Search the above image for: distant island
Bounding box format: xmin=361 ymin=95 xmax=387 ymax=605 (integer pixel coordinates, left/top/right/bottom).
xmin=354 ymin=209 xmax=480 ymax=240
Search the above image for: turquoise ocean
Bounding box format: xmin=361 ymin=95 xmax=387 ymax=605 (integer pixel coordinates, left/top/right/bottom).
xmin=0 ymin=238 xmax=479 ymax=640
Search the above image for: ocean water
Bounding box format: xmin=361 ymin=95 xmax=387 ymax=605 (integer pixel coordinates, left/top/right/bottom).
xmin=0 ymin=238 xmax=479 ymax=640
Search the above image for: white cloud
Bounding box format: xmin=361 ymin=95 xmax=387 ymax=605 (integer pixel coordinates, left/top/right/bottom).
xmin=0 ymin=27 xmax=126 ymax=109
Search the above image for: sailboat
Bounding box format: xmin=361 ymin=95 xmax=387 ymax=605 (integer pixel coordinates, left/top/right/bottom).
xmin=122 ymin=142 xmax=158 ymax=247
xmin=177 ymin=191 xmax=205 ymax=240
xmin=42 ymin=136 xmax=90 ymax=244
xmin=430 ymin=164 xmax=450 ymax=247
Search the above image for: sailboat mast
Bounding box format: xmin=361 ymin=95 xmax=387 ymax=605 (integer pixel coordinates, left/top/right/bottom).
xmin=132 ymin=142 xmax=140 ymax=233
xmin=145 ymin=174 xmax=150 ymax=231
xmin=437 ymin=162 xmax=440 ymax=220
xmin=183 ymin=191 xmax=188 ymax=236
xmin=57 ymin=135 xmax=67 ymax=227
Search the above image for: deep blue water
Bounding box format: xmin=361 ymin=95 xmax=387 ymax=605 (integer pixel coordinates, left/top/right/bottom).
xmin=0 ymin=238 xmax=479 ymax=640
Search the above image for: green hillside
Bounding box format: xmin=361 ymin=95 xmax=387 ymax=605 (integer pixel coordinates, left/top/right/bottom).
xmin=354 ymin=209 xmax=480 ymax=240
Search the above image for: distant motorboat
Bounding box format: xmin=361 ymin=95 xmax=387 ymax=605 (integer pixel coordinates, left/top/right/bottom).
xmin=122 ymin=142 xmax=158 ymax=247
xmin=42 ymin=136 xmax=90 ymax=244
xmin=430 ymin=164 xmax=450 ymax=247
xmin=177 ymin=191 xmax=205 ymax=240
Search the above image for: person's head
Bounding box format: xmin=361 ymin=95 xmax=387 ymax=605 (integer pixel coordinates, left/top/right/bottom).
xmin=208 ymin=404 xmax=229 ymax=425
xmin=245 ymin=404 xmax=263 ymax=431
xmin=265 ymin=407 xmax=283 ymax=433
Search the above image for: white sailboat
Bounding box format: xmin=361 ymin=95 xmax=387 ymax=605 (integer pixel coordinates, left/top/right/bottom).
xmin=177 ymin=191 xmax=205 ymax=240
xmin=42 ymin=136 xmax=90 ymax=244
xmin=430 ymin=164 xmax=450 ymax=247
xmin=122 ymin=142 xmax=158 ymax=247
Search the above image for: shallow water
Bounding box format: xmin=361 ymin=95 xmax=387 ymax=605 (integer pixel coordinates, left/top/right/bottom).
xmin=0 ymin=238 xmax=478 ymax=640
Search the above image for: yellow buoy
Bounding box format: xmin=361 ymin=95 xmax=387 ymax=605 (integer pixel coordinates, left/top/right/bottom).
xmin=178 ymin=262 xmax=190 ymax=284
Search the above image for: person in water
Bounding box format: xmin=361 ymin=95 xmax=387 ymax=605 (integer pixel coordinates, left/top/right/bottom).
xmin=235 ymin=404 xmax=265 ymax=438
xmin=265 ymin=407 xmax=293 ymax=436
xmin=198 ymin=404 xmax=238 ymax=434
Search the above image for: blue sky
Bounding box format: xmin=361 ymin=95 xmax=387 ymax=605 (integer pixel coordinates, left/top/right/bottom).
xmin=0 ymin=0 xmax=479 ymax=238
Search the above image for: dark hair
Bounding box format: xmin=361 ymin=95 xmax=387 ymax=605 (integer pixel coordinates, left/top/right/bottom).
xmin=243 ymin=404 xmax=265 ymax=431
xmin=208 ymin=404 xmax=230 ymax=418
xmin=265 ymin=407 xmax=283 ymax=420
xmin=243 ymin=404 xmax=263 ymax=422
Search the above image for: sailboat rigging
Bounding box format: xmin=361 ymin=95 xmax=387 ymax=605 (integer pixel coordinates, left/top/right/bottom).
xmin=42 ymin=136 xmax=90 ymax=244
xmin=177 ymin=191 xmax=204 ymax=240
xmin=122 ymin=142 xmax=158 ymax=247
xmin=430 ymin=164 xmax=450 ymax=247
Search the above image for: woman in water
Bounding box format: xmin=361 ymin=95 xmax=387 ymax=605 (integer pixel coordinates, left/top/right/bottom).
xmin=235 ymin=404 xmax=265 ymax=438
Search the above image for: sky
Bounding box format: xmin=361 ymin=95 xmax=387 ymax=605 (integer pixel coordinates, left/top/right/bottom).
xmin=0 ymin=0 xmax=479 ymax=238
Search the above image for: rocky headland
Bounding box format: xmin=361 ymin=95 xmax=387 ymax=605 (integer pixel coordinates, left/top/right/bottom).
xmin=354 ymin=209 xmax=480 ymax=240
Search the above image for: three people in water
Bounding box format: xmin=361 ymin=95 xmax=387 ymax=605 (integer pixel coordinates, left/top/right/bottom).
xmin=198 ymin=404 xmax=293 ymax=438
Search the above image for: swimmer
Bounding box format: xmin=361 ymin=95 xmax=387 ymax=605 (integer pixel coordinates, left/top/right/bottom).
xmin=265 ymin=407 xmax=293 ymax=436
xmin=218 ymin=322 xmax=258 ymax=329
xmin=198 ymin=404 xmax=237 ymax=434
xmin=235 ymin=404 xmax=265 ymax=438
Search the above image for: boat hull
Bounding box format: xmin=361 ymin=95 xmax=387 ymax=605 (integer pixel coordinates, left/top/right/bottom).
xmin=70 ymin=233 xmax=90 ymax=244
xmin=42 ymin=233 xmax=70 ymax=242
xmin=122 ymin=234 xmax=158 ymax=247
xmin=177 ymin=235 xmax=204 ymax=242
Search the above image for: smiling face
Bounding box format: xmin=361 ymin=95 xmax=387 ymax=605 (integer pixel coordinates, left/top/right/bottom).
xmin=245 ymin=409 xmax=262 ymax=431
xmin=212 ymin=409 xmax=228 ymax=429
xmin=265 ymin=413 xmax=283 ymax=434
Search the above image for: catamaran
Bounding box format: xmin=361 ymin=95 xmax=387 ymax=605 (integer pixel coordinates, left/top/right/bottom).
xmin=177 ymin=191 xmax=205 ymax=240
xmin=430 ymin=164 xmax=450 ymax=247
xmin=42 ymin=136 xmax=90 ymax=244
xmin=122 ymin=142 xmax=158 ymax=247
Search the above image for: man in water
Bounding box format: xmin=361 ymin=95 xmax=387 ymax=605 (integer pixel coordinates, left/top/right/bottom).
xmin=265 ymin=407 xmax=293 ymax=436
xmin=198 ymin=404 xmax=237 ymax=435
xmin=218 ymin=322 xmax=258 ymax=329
· · · ·
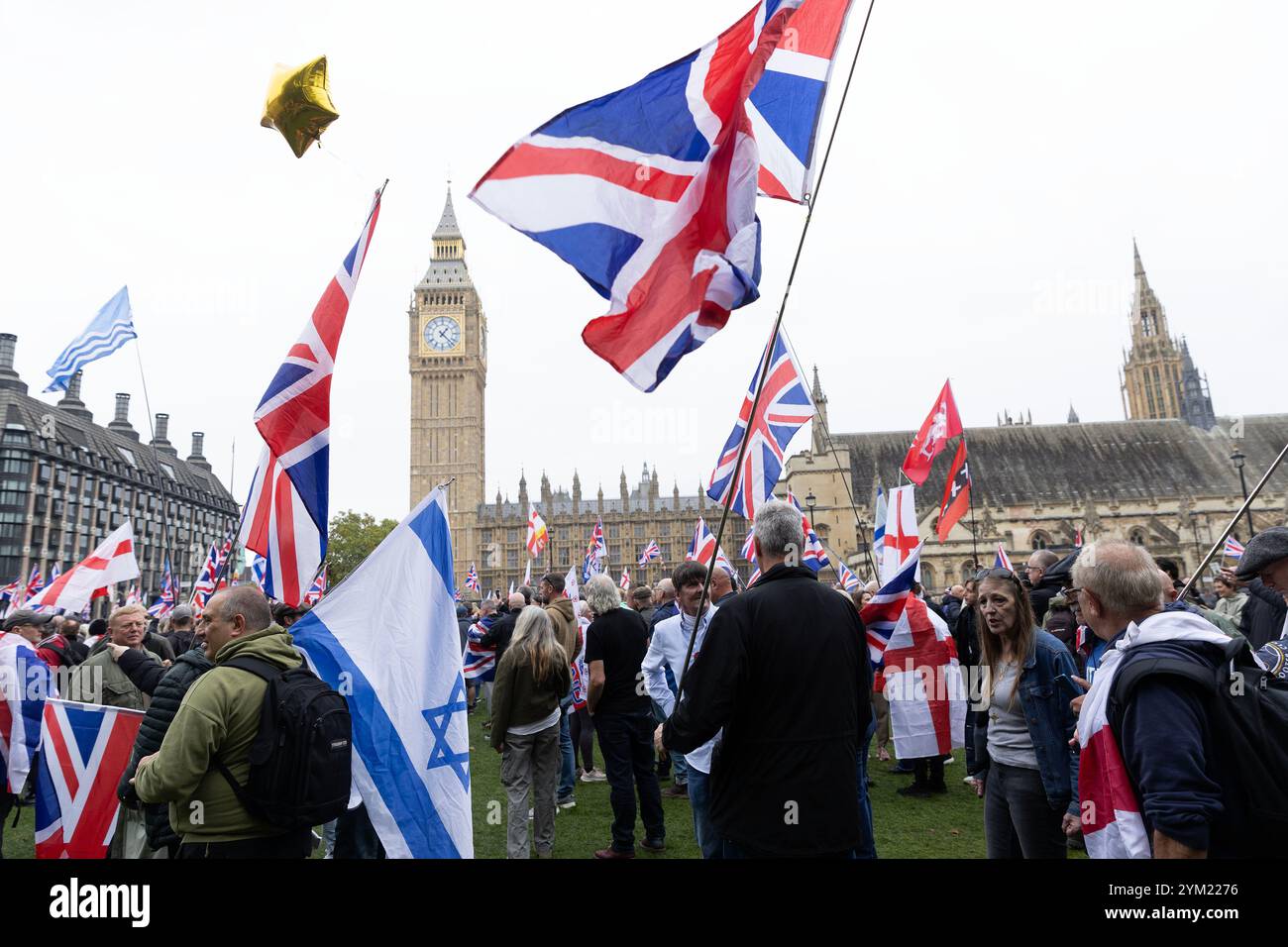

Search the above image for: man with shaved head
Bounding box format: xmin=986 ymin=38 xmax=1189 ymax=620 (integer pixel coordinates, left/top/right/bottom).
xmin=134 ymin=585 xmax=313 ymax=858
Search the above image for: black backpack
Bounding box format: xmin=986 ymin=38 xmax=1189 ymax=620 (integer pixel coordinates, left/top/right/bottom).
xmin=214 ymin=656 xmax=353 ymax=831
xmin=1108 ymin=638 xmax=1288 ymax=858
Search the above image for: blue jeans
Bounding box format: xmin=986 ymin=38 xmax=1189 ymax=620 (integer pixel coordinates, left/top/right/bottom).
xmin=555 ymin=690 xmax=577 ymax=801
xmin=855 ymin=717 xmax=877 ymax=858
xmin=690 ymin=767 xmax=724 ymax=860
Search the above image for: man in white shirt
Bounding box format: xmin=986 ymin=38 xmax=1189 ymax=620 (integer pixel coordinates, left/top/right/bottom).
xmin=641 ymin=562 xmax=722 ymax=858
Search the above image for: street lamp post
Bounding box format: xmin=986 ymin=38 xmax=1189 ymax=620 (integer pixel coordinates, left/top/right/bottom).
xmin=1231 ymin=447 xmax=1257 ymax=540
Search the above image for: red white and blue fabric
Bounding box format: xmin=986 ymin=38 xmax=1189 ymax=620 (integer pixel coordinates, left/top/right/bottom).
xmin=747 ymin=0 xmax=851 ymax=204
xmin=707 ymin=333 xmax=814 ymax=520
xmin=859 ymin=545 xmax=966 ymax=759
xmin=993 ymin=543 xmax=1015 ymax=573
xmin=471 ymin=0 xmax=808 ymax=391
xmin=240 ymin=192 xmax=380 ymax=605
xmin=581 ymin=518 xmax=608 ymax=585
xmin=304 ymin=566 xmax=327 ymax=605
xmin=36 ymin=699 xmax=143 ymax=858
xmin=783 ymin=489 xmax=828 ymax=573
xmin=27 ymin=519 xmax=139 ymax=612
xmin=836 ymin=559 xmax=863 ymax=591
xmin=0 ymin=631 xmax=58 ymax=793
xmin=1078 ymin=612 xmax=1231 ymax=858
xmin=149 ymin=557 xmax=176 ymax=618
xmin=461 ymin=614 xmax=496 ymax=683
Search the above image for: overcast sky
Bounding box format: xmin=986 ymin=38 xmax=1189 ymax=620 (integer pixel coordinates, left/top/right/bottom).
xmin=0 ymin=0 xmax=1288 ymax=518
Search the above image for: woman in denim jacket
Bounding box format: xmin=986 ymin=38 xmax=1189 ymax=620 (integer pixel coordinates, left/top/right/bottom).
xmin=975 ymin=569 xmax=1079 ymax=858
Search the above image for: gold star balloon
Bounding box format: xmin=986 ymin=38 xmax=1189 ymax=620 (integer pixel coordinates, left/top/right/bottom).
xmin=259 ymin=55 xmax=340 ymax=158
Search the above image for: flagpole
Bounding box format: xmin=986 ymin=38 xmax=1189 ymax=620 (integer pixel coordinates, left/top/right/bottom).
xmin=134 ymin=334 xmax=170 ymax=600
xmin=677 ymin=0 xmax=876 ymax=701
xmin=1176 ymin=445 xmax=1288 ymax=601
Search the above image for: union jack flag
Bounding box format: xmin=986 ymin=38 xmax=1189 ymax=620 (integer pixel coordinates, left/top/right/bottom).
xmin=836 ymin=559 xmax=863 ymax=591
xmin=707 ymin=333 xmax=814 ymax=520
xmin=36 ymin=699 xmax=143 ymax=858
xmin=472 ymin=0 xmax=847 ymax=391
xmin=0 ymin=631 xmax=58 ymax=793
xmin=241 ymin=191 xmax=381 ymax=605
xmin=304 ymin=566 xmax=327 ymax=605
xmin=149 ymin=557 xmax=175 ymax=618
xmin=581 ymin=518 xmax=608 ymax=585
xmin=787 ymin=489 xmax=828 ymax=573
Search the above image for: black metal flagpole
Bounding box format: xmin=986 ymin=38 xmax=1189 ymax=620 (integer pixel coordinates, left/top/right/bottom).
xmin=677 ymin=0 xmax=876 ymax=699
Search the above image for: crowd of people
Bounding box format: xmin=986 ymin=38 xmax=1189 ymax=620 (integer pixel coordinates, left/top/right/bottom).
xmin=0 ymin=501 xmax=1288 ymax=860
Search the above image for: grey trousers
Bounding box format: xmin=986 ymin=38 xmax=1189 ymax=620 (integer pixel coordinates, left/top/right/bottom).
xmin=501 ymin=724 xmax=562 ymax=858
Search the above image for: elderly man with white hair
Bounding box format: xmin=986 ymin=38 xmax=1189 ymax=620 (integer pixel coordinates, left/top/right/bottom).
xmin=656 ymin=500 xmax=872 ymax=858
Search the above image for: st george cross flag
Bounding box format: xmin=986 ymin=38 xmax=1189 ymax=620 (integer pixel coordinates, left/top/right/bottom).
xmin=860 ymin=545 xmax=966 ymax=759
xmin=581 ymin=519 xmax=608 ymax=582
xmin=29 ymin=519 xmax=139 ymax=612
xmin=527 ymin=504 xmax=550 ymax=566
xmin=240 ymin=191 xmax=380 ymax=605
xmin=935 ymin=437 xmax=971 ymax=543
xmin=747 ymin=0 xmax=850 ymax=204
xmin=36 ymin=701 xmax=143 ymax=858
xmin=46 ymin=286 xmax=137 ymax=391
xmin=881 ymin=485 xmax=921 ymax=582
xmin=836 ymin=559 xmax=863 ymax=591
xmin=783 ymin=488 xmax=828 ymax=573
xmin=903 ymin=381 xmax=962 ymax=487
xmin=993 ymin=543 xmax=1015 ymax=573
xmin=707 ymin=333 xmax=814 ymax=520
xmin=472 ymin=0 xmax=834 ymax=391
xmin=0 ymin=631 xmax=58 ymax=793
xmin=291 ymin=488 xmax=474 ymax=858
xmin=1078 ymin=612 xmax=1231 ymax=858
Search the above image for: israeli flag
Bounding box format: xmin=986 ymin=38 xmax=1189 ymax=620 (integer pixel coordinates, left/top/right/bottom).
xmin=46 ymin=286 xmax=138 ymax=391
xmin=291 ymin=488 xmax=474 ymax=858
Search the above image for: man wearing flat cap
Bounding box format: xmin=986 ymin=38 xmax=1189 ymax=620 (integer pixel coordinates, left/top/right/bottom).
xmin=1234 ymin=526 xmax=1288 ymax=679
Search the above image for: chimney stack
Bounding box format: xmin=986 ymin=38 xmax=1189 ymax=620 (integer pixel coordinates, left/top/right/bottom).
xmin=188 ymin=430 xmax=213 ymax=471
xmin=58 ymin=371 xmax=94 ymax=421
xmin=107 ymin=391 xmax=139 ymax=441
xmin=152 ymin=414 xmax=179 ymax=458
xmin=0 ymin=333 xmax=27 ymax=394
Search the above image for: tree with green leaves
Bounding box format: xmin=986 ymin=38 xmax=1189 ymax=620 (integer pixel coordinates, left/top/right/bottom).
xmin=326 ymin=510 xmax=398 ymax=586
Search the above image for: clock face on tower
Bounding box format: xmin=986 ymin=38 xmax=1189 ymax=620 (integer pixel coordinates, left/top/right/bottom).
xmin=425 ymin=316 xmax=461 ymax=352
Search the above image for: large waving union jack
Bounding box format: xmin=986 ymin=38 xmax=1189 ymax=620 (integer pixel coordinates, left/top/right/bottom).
· · · ·
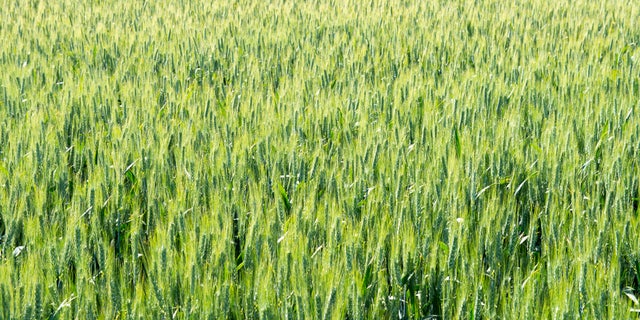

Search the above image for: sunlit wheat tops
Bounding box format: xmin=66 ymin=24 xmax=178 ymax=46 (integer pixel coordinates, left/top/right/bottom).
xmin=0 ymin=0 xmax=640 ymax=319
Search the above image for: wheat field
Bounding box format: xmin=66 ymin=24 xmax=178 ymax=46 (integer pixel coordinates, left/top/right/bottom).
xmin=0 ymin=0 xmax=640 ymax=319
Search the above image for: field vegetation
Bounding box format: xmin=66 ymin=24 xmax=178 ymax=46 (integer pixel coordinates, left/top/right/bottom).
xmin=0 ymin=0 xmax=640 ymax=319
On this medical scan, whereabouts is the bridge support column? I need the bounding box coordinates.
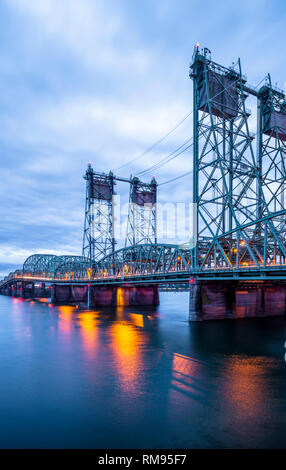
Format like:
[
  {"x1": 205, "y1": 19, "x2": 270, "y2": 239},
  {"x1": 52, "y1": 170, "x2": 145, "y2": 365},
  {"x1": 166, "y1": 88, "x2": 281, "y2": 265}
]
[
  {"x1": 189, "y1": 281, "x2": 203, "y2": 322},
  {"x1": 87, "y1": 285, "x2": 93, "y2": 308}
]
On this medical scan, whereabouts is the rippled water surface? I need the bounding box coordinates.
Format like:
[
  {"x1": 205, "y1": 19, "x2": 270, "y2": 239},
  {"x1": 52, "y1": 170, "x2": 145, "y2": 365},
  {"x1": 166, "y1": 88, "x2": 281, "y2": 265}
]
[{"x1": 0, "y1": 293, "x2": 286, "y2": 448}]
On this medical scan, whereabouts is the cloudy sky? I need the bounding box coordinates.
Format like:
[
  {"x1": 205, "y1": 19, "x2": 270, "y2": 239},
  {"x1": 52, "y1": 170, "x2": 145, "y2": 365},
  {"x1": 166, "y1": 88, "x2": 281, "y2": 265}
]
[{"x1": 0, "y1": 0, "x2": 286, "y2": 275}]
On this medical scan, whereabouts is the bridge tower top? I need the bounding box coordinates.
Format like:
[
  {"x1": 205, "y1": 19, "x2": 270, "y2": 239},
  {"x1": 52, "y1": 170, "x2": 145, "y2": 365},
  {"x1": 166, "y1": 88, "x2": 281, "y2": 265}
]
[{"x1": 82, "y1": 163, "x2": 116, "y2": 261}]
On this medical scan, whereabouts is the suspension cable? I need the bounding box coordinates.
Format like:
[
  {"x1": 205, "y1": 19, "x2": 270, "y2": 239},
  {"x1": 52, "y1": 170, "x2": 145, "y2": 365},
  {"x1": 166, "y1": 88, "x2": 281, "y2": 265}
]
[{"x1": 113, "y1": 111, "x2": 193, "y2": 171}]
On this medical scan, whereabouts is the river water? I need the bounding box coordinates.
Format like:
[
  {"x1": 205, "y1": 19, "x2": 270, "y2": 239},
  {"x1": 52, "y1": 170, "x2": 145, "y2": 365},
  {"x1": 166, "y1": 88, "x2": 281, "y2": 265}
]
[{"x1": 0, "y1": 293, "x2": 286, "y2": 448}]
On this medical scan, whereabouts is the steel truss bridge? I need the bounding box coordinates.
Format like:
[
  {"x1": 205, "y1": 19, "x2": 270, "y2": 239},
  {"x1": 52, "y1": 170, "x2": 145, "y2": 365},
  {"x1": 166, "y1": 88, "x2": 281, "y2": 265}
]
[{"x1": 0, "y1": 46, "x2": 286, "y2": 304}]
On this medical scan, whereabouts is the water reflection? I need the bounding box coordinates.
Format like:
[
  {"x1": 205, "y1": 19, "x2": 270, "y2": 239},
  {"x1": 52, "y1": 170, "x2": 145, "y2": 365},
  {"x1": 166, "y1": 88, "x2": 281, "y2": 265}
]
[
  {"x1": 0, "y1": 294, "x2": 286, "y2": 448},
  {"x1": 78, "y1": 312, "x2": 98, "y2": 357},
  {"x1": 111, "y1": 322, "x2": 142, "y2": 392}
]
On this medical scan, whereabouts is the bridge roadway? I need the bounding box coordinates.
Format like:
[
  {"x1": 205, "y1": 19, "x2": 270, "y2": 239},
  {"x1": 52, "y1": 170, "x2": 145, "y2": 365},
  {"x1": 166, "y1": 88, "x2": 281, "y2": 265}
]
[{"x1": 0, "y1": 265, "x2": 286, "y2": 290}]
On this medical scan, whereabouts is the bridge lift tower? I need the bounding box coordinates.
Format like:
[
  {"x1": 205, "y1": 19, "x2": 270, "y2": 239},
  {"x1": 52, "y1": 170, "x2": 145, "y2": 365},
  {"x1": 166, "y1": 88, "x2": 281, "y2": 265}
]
· · · ·
◆ **WHAT NEEDS TO BE DONE**: From the material above, copy word for word the part that opens with the line containing "Search the above image for: clock" and closes with the line containing "xmin=425 ymin=316 xmax=461 ymax=352", including both of those lines.

◆ **ANSWER TO THE PROBLEM**:
Search the above image for: clock face on tower
Bounding box format: xmin=986 ymin=38 xmax=1189 ymax=620 (integer pixel coordinates, left/top/right/bottom).
xmin=425 ymin=316 xmax=461 ymax=352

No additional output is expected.